◆ What to work on
Please check each of these statements against the water recycling text and answer yes or no, quoting the exact words of the text that decide it. 1. Ontario has four sources of water. 2. The City treats its own wastewater. 3. Most urban run-off is captured and used to recharge the aquifer.

◆ Text provided
----
Water Recycle Improvement Project

Creekside Recycle Water Improvement Project

February 24, 2020 / Comments (0)


Given constrained supplies in Southern California, water is a precious commodity that is critical to the City’s ability to achieve its Vision.

There are four sources of water in Ontario:  groundwater, imported water, recycled water and local precipitation.  Ontario’s potable water supply comes predominantly from a combination of groundwater and imported sources.  Recycled water is available for non-potable purposes in portions of the City. 

Some urban run-off is captured and used for recharging the aquifer, but most travels through the City during storm events via natural and man-made systems to Prado Dam.  Protection of ground and surface water quality is important to the continued availability of the resource.  Wholesale recycled water is available through the Inland Empire Utilities Agency (IEUA) for distribution by the City.

The City maintains a wastewater collection system and contracts with the IEUA for wastewater treatment.  IEUA also operates an industrial non-reclaimable wastewater system, which runs through Ontario and is available to our industries.

Ontario recognizes that all water sources are not of equal quality, but all water has value and the water used should match the water quality required for the use.  Recycled water, for example, should be used for landscape irrigation. The City’s approach to water resources is to conserve when possible, reclaim and reuse where feasible, and ensure “the right water for the right use.”
----
◆ Dataset records
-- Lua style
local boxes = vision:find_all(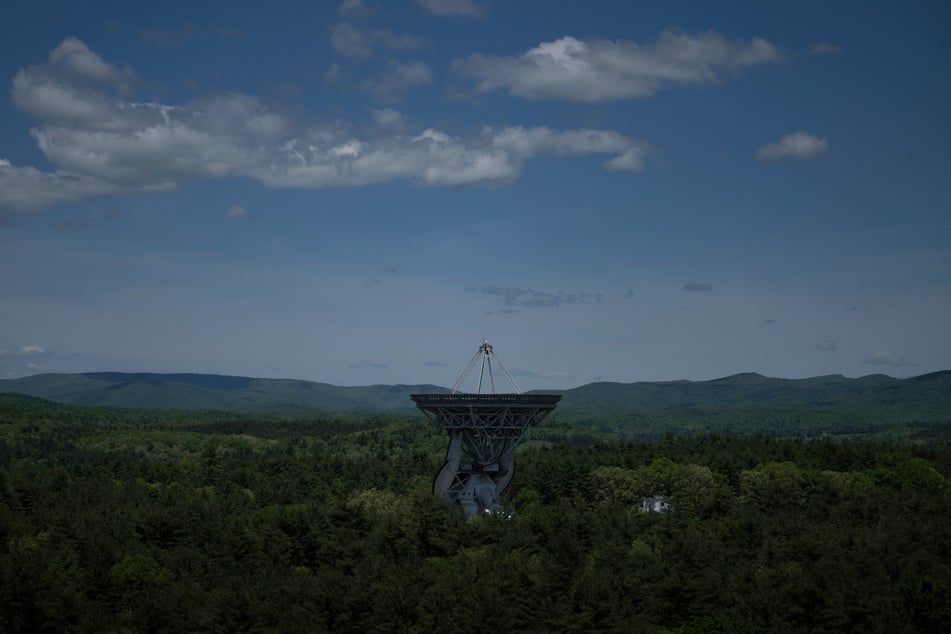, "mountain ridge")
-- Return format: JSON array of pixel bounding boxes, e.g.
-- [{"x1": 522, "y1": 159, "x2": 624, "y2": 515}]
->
[{"x1": 0, "y1": 371, "x2": 951, "y2": 418}]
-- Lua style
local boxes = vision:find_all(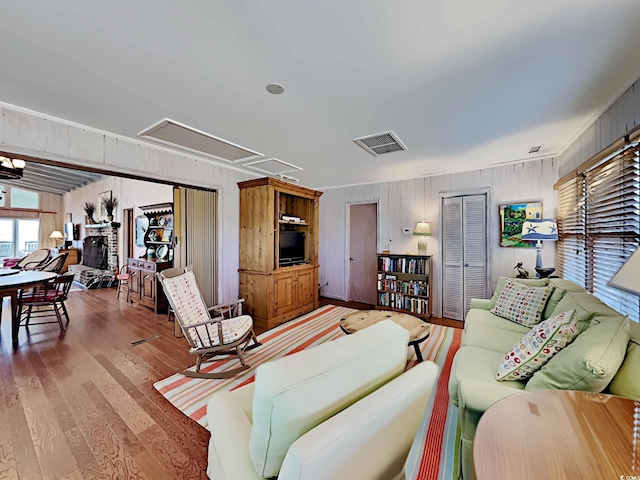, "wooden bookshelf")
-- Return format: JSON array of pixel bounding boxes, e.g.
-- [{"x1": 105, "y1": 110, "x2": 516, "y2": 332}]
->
[{"x1": 376, "y1": 253, "x2": 431, "y2": 320}]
----
◆ Answer for the task
1. Yes: "There are four sources of water in Ontario"
2. No: "The City maintains a wastewater collection system and contracts with the IEUA for wastewater treatment."
3. No: "Some urban run-off is captured and used for recharging the aquifer, but most travels through the City during storm events via natural and man-made systems to Prado Dam."